◆ Assignment
Make an exact copy of the data below, leaving out every picture.

*** Records to process ***

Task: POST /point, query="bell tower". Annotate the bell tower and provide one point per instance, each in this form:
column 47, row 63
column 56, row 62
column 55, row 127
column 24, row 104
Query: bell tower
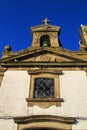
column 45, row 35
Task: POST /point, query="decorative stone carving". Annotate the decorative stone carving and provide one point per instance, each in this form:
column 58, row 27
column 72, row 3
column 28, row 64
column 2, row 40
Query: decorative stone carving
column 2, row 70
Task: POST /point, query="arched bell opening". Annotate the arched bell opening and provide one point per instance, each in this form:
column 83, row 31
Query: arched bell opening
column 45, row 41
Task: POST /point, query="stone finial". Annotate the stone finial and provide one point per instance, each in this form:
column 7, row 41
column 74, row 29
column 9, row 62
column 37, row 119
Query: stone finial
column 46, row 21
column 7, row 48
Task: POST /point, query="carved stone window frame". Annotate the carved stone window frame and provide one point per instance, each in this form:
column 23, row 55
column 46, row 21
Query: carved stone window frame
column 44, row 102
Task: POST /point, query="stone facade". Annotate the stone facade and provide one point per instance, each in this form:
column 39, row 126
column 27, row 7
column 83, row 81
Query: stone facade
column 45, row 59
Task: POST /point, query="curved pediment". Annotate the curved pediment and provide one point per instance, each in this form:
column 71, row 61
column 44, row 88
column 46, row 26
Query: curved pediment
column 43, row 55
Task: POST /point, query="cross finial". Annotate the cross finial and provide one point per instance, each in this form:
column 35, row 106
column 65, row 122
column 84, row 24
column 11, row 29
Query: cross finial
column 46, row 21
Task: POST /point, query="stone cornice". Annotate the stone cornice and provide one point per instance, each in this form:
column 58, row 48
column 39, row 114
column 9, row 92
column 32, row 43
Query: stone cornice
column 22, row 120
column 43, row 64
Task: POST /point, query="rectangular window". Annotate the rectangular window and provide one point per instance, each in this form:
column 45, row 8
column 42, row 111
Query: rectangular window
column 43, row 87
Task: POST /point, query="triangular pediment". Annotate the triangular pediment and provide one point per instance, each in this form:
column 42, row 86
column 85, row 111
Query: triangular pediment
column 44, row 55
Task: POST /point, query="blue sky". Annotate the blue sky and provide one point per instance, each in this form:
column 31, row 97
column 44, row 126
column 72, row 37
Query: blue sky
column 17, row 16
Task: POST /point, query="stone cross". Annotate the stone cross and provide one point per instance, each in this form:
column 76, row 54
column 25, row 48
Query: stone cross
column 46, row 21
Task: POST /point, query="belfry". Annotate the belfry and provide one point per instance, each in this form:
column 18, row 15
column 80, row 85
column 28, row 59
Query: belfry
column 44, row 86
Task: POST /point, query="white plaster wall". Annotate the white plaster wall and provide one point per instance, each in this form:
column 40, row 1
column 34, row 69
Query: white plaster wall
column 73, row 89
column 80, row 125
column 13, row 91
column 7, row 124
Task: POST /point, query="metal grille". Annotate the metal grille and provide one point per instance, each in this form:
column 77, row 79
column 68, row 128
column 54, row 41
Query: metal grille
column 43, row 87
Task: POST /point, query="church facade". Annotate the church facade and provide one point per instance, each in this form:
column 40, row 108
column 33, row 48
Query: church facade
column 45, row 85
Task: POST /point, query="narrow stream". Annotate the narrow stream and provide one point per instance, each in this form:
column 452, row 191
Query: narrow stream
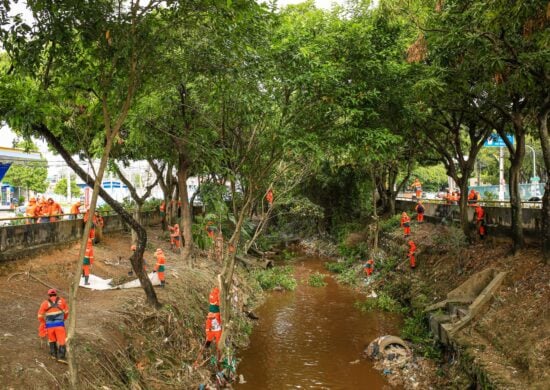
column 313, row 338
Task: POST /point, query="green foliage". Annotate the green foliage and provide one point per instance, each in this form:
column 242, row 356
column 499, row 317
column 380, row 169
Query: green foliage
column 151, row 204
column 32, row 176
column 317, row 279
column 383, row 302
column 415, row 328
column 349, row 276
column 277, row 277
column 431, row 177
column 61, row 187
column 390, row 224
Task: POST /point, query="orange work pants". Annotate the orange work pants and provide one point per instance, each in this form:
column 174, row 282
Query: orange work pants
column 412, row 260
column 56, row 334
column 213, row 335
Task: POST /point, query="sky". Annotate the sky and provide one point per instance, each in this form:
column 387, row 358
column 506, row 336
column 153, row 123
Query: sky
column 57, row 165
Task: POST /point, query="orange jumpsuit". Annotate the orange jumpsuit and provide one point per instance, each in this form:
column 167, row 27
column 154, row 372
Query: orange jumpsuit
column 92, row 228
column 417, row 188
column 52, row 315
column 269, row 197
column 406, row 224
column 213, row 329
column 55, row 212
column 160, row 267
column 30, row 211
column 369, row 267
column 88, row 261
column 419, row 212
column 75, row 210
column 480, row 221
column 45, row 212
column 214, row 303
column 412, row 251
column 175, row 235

*** End of Records to process ***

◆ Result
Task: POST /point, query="bell tower". Annotate the bell tower and provide one point per instance, each in this form:
column 47, row 63
column 56, row 62
column 55, row 127
column 24, row 104
Query: bell tower
column 45, row 35
Task: POST /point, query="decorative stone carving". Annotate the decorative stone carving and provide one point per instance, each in this form:
column 58, row 27
column 72, row 3
column 28, row 64
column 2, row 40
Query: decorative stone carving
column 2, row 70
Task: POST /point, query="arched bell opening". Annotate the arched bell opening and provide one point per instance, each in this form:
column 83, row 31
Query: arched bell opening
column 45, row 41
Task: POST /point, query="stone finial". Annotate the stone finial and provide one point per instance, each in this form:
column 7, row 41
column 74, row 29
column 9, row 62
column 37, row 119
Query: stone finial
column 46, row 21
column 7, row 48
Task: POST /point, query="carved stone window frame". Annotate the carved stone window frame and provide one point per instance, each in this form:
column 23, row 55
column 46, row 21
Query: carved stone window frame
column 44, row 102
Task: POST /point, query="stone facade". Annotate the stone facade and provide one point per instance, each in this form:
column 39, row 126
column 27, row 7
column 83, row 81
Query: stone facade
column 45, row 59
Task: POST /point, query="curved pediment". Annotate the curved pediment and provide one point per instance, each in this form:
column 71, row 61
column 44, row 88
column 46, row 26
Query: curved pediment
column 43, row 55
Task: POST /point, query="cross finial". Annotate the cross finial and provide one point per instance, each in this form:
column 35, row 106
column 65, row 122
column 84, row 24
column 11, row 29
Query: cross finial
column 46, row 21
Task: POST /point, query="stone cornice". Annotate the stone cornice and provide one point per instance, each in this form:
column 58, row 48
column 39, row 114
column 9, row 92
column 32, row 43
Query: stone cornice
column 22, row 120
column 43, row 64
Task: POST /point, query="rectangular window". Annotate the rectangular window and provide one point per instance, each in this form:
column 45, row 8
column 42, row 111
Query: rectangular window
column 43, row 87
Task: POST /point, query="triangular pediment". Annotate the triangular pediment and provide one point per instance, each in this form:
column 42, row 86
column 85, row 111
Query: triangular pediment
column 44, row 55
Task: POST /point, query="blue sky". Annotate the blue sky and provide one point per instance, each in this form:
column 31, row 97
column 44, row 126
column 72, row 37
Query: blue sky
column 17, row 16
Task: POST /point, query="stone cross". Annotate the stone cross and provide one point per instance, each in this form:
column 76, row 54
column 25, row 48
Query: stone cross
column 46, row 21
Task: POST /point, query="belfry". Annotate the belfry and provide one point per instance, each in this form:
column 18, row 15
column 80, row 85
column 28, row 59
Query: belfry
column 44, row 86
Task: POST /point, query="white plaster wall". Annotate the white plaster wall and provide one point per instance, each in this form:
column 40, row 1
column 34, row 69
Query: white plaster wall
column 73, row 89
column 80, row 125
column 13, row 91
column 7, row 124
Task: POST /point, query="metal grille". Annotate the metal grille and provide one point per instance, each in this form:
column 77, row 79
column 68, row 128
column 54, row 41
Query: metal grille
column 43, row 87
Task: POST /point, query="church facade". Annotate the church facade and provide one point per instance, each in this form:
column 40, row 108
column 33, row 48
Query: church facade
column 45, row 85
Task: POST /point, query="narrow stream". Annotate the narrow stream and provide one point per instance, each in this form:
column 452, row 191
Query: narrow stream
column 313, row 338
Task: POST /point, query="green foliage". Annotate the green foliage and provide one point per instance, each in this form:
column 242, row 356
column 499, row 317
column 380, row 169
Query: green foliage
column 151, row 204
column 32, row 176
column 317, row 279
column 383, row 302
column 415, row 328
column 349, row 276
column 277, row 277
column 431, row 177
column 61, row 187
column 390, row 224
Task: POST /point, query="orange work pants". Annotate the orange work pants and provide one point per instance, each in this form:
column 174, row 282
Query: orange work pants
column 412, row 260
column 56, row 334
column 213, row 335
Task: POST /point, query="sky". Annotate the sky and provide one point per instance, each in this form:
column 387, row 358
column 506, row 336
column 153, row 123
Query: sky
column 57, row 165
Task: POST /point, query="orange jumpsuit". Annotate the orange jumpsuit and provide one point per instance, each in this form:
column 167, row 27
column 154, row 372
Query: orange jumpsuit
column 92, row 228
column 417, row 188
column 52, row 315
column 269, row 197
column 406, row 224
column 213, row 329
column 55, row 212
column 160, row 267
column 30, row 211
column 369, row 267
column 88, row 261
column 419, row 212
column 75, row 210
column 480, row 221
column 45, row 212
column 214, row 303
column 412, row 251
column 175, row 235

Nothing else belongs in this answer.